Exercise | Copy out each line from the entries below that contains the word "target".

(Data records)
------------------------------
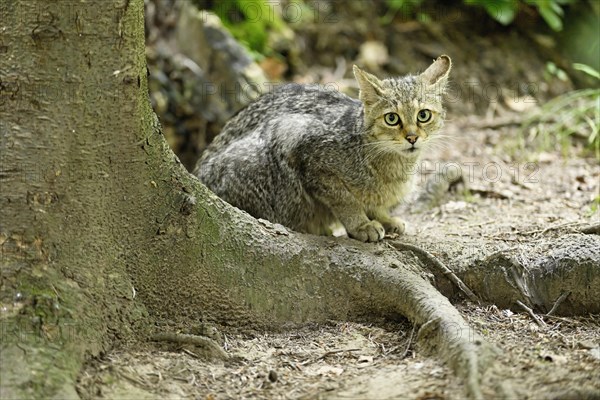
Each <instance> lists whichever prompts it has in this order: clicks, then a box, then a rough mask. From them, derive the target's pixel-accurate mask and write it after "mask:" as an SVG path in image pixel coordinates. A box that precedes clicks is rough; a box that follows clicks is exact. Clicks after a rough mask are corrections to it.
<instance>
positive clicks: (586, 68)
mask: <svg viewBox="0 0 600 400" xmlns="http://www.w3.org/2000/svg"><path fill="white" fill-rule="evenodd" d="M573 68H574V69H576V70H577V71H581V72H584V73H586V74H588V75H589V76H591V77H594V78H596V79H600V72H598V71H597V70H596V69H594V68H593V67H590V66H589V65H585V64H579V63H574V64H573Z"/></svg>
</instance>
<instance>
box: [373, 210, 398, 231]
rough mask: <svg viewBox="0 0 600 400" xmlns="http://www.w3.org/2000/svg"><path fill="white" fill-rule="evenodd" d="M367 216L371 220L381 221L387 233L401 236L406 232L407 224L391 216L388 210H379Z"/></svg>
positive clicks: (380, 222)
mask: <svg viewBox="0 0 600 400" xmlns="http://www.w3.org/2000/svg"><path fill="white" fill-rule="evenodd" d="M367 215H368V216H369V218H371V219H373V220H376V221H379V222H380V223H381V225H382V226H383V228H384V229H385V233H392V234H398V235H401V234H403V233H404V231H405V230H406V223H405V222H404V221H403V220H402V219H401V218H400V217H396V216H390V214H389V213H388V212H387V210H382V209H377V210H373V211H371V212H369V213H368V214H367Z"/></svg>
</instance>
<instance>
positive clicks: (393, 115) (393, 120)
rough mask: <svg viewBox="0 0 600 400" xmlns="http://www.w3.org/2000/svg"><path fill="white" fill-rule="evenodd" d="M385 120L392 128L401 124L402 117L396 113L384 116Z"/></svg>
mask: <svg viewBox="0 0 600 400" xmlns="http://www.w3.org/2000/svg"><path fill="white" fill-rule="evenodd" d="M383 120H384V121H385V123H386V124H388V125H390V126H395V125H398V124H399V123H400V116H399V115H398V114H396V113H387V114H385V115H384V116H383Z"/></svg>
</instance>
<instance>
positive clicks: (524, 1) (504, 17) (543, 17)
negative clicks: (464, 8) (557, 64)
mask: <svg viewBox="0 0 600 400" xmlns="http://www.w3.org/2000/svg"><path fill="white" fill-rule="evenodd" d="M572 2H573V0H465V3H466V4H468V5H475V6H480V7H483V8H484V9H485V10H486V11H487V13H488V14H489V15H490V16H491V17H492V18H494V19H495V20H496V21H498V22H500V23H501V24H503V25H509V24H510V23H511V22H512V21H513V20H514V19H515V15H516V14H517V11H518V10H519V6H520V3H524V4H527V5H530V6H533V7H535V8H536V9H537V11H538V13H539V14H540V16H541V17H542V18H543V19H544V21H546V23H547V24H548V26H549V27H550V28H552V29H553V30H555V31H561V30H562V28H563V22H562V20H563V16H564V10H563V6H564V5H567V4H569V3H572Z"/></svg>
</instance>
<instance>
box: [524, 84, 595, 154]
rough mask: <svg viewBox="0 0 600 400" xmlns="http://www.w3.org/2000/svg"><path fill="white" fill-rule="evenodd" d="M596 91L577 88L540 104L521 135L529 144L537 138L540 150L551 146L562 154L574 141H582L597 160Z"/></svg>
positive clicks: (525, 127) (525, 126) (526, 120)
mask: <svg viewBox="0 0 600 400" xmlns="http://www.w3.org/2000/svg"><path fill="white" fill-rule="evenodd" d="M599 131H600V89H596V88H594V89H581V90H574V91H572V92H568V93H565V94H563V95H560V96H558V97H555V98H554V99H552V100H550V101H549V102H547V103H546V104H544V105H543V106H542V107H541V108H540V110H538V111H537V112H536V113H534V114H533V115H531V116H530V117H529V118H528V119H526V120H525V121H524V123H523V125H522V131H521V133H522V135H524V136H527V137H528V139H529V140H530V141H531V140H533V139H538V143H541V144H542V147H549V146H551V145H552V144H554V143H557V144H558V145H560V146H561V148H562V149H563V151H565V150H566V149H568V148H570V147H571V145H572V140H573V139H574V138H578V139H581V140H583V141H585V143H586V147H587V148H588V149H589V150H591V151H592V152H593V153H594V155H595V157H596V158H597V159H598V160H600V134H599Z"/></svg>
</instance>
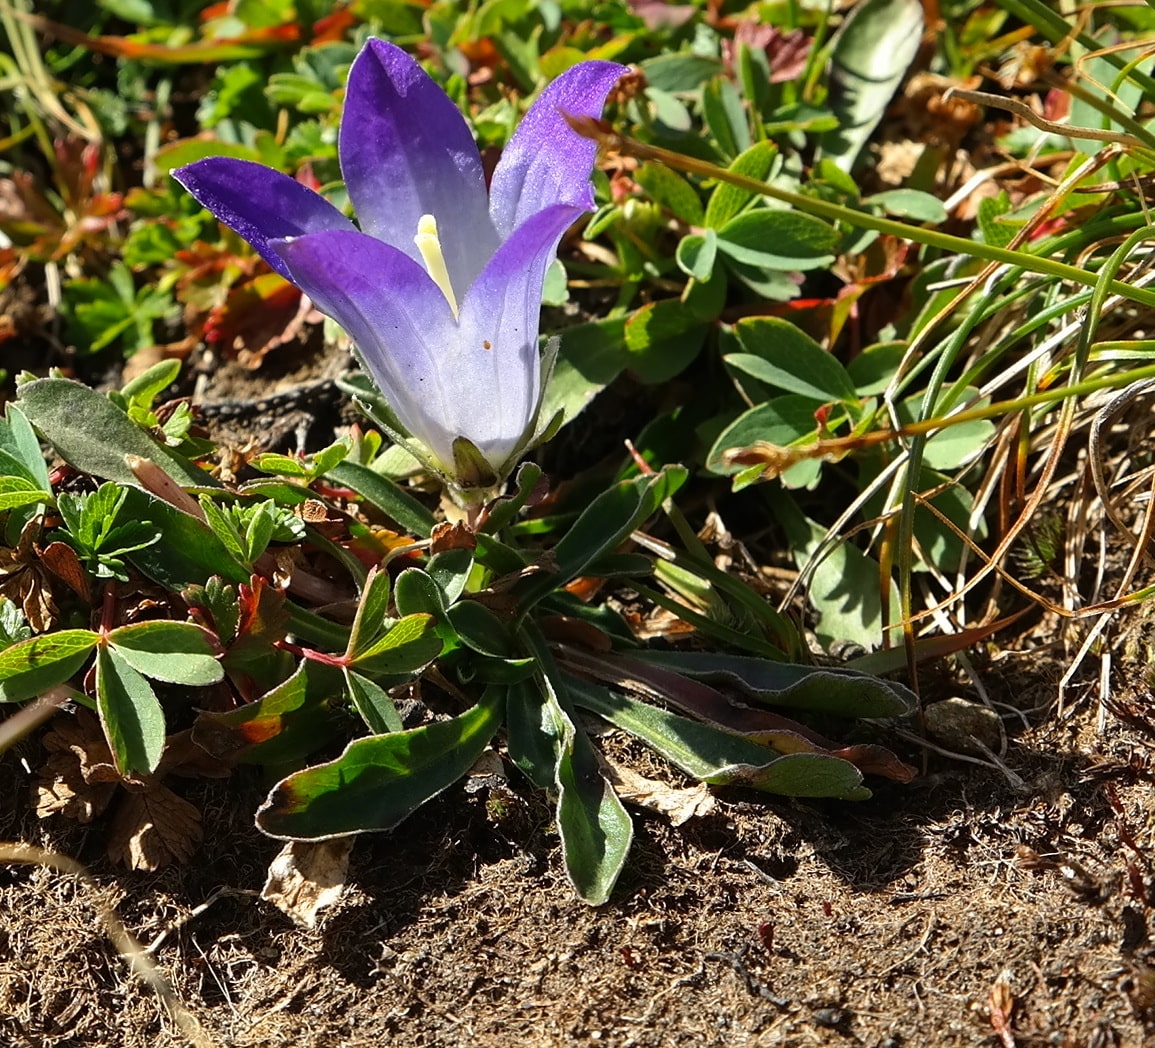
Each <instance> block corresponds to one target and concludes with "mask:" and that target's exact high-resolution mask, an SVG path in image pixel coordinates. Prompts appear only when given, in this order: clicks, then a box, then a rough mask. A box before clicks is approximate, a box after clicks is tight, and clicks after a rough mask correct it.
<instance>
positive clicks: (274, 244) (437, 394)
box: [273, 231, 487, 464]
mask: <svg viewBox="0 0 1155 1048" xmlns="http://www.w3.org/2000/svg"><path fill="white" fill-rule="evenodd" d="M273 247H274V250H275V251H276V252H277V253H278V254H280V255H281V258H282V259H283V260H284V263H285V266H288V268H289V270H290V273H291V274H292V280H293V282H295V283H296V284H297V285H298V287H299V288H301V290H304V291H305V293H306V295H308V297H310V298H312V299H313V302H314V303H315V304H316V307H318V309H319V310H321V312H322V313H327V314H328V315H329V317H331V318H333V319H334V320H336V321H337V324H340V325H341V326H342V327H343V328H344V329H345V330H346V332H348V333H349V335H350V337H351V339H352V340H353V342H356V343H357V349H358V351H359V354H360V357H362V359H363V361H364V363H365V366H366V369H367V370H368V371H370V373H371V376H372V378H373V380H374V381H375V382H377V384H378V386H379V387H380V388H381V392H382V393H383V394H385V397H386V400H387V401H388V402H389V406H390V407H392V408H393V410H394V411H395V412H396V415H397V418H398V419H400V421H401V423H402V425H404V426H405V428H407V429H408V430H409V431H410V432H411V433H412V434H413V436H415V437H417V438H418V439H419V440H423V441H424V443H425V444H426V445H429V447H430V449H431V451H432V452H433V453H434V454H435V455H437V456H438V459H439V460H440V461H441V462H442V463H447V464H449V463H452V462H453V441H454V439H456V437H459V436H460V434H461V430H460V429H459V423H457V418H459V406H457V404H456V402H455V400H454V394H455V388H456V384H457V382H459V381H468V380H469V377H468V376H464V377H463V376H461V374H460V371H461V367H460V365H459V364H449V365H447V362H448V361H452V357H449V355H450V354H452V352H453V350H454V347H455V344H456V342H457V325H456V322H455V321H454V317H453V312H452V311H450V310H449V305H448V303H447V302H446V299H445V295H444V293H442V292H441V289H440V288H438V285H437V284H434V283H433V281H432V280H431V278H430V277H429V275H427V274H426V273H425V270H424V269H423V268H422V267H420V265H419V263H417V262H415V261H413V260H412V259H410V258H409V257H408V255H405V254H404V253H402V252H400V251H397V250H396V248H393V247H390V246H388V245H387V244H382V243H381V241H380V240H375V239H373V238H372V237H368V236H366V235H365V233H360V232H356V231H353V232H323V233H314V235H312V236H306V237H300V238H299V239H295V240H280V241H276V243H275V244H274V245H273ZM486 380H487V377H486ZM465 436H469V434H468V433H467V434H465Z"/></svg>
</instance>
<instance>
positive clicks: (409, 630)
mask: <svg viewBox="0 0 1155 1048" xmlns="http://www.w3.org/2000/svg"><path fill="white" fill-rule="evenodd" d="M440 654H441V638H440V637H439V636H438V633H437V620H435V619H434V618H433V616H432V615H425V614H420V612H418V614H416V615H407V616H405V617H404V618H402V619H401V620H398V622H397V623H396V624H395V625H394V626H392V627H390V629H389V631H388V632H387V633H385V634H383V636H382V637H381V638H379V639H378V640H375V641H374V642H373V644H371V645H370V646H368V647H367V648H365V649H364V651H363V652H362V653H360V654H359V655H358V656H357V657H356V659H355V660H353V661H352V663H351V664H352V666H353V667H356V668H357V670H358V672H360V674H363V675H367V676H371V677H379V676H388V675H393V674H410V672H416V671H417V670H419V669H420V668H422V667H423V666H425V664H426V663H430V662H432V661H433V660H434V659H437V656H438V655H440Z"/></svg>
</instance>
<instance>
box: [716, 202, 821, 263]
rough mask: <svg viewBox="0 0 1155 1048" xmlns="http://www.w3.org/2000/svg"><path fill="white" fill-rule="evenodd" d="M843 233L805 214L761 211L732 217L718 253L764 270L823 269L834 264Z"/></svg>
mask: <svg viewBox="0 0 1155 1048" xmlns="http://www.w3.org/2000/svg"><path fill="white" fill-rule="evenodd" d="M837 243H839V232H837V230H836V229H834V226H833V225H830V224H829V223H828V222H824V221H822V220H821V218H814V217H813V216H811V215H804V214H803V213H802V211H777V210H774V211H772V210H768V209H767V208H759V209H757V210H753V211H745V213H744V214H742V215H738V216H737V217H735V218H731V220H730V221H729V222H726V224H725V225H723V226H722V228H721V229H720V230H718V251H721V252H722V253H723V254H724V255H725V257H726V258H730V259H733V260H735V261H736V262H740V263H742V265H744V266H755V267H758V268H760V269H772V270H774V269H781V270H788V272H793V270H796V269H819V268H821V267H824V266H829V265H830V263H832V262H833V261H834V258H835V255H834V250H835V247H836V246H837Z"/></svg>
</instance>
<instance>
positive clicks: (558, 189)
mask: <svg viewBox="0 0 1155 1048" xmlns="http://www.w3.org/2000/svg"><path fill="white" fill-rule="evenodd" d="M626 72H627V70H626V68H625V66H619V65H618V64H617V62H604V61H589V62H581V64H580V65H576V66H574V67H573V68H571V69H567V70H566V72H565V73H562V74H561V75H560V76H559V77H558V79H557V80H554V81H553V83H551V84H550V86H549V87H547V88H546V89H545V90H544V91H542V95H541V97H539V98H538V99H537V102H535V103H534V105H532V106H531V107H530V110H529V112H528V113H526V117H524V119H523V120H522V121H521V125H520V126H519V127H517V131H516V132H515V133H514V136H513V137H512V139H511V140H509V144H508V146H506V148H505V151H504V153H502V154H501V159H500V161H499V162H498V166H497V170H495V171H494V172H493V184H492V185H491V187H490V215H491V216H492V218H493V224H494V225H495V226H497V229H498V232H499V233H500V235H501V238H502V239H505V238H506V237H508V236H509V235H511V233H512V232H513V231H514V230H515V229H516V228H517V226H519V225H521V224H522V223H523V222H524V221H526V220H527V218H529V216H530V215H535V214H537V213H538V211H541V210H544V209H545V208H547V207H550V206H551V205H554V203H568V205H572V206H573V207H576V208H580V209H581V210H583V211H588V210H593V208H594V191H593V189H591V188H590V185H589V176H590V173H591V172H593V170H594V161H595V159H596V157H597V143H596V142H594V141H593V140H591V139H584V137H582V136H581V135H579V134H578V133H576V132H575V131H574V129H573V128H572V127H571V126H569V125H568V124H567V122H566V120H565V118H564V117H562V116H561V113H562V112H567V113H569V114H571V116H575V117H599V116H601V114H602V106H603V104H604V103H605V96H606V95H609V94H610V89H611V88H612V87H613V86H614V84H616V83H617V82H618V80H619V79H620V77H621V75H623V74H624V73H626Z"/></svg>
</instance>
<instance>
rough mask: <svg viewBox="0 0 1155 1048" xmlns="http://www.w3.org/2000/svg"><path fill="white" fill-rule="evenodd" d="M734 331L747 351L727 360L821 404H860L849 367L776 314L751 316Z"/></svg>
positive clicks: (806, 335) (774, 386) (742, 320)
mask: <svg viewBox="0 0 1155 1048" xmlns="http://www.w3.org/2000/svg"><path fill="white" fill-rule="evenodd" d="M733 332H735V334H736V335H737V336H738V341H739V343H740V344H742V348H743V349H744V350H746V352H745V354H728V355H726V356H725V358H724V359H725V361H726V363H728V364H731V365H732V366H735V367H738V369H739V370H742V371H745V372H746V373H747V374H752V376H753V377H754V378H757V379H758V380H759V381H762V382H766V384H767V385H768V386H774V387H776V388H778V389H784V391H785V392H787V393H797V394H798V395H800V396H811V397H813V399H814V400H817V401H819V402H820V403H828V402H829V401H841V402H843V403H847V404H857V403H858V391H856V389H855V384H854V381H852V380H851V378H850V376H849V374H848V373H847V369H845V367H843V366H842V364H841V363H840V362H839V361H837V358H836V357H835V356H834V355H833V354H830V352H827V351H826V350H825V349H822V347H821V345H819V344H818V343H817V342H815V341H814V340H813V339H811V337H810V335H807V334H806V333H805V332H803V330H802V329H800V328H797V327H795V326H793V325H792V324H790V322H789V321H788V320H782V319H781V318H777V317H751V318H747V319H745V320H740V321H738V324H736V325H735V328H733Z"/></svg>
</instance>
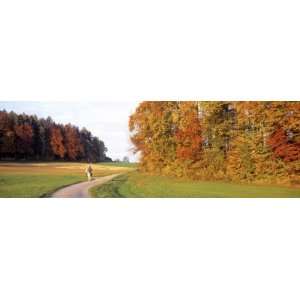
------------------------------
Task output |
Each <instance> lists whichever prompts it has in this order: clicks, then a box, then a rough mask. From them, derive the target's pixel-accurate mask and write it after "mask:" as an SVG path in image pixel coordinates. A box that precedes clicks is rough; a box that follows clicks is exact. Clicks after a rough mask are corrections to it.
Each <instance> block corresponds to one target and concludes with "mask:" and that target's exact high-resolution mask, an SVG path in image pixel coordinates. Prompts appear only when given, in this order: clicks, then a box, then a rough mask. A box before clicks is approximate, a box after clicks is tight, and clicks after a rough mask correct it.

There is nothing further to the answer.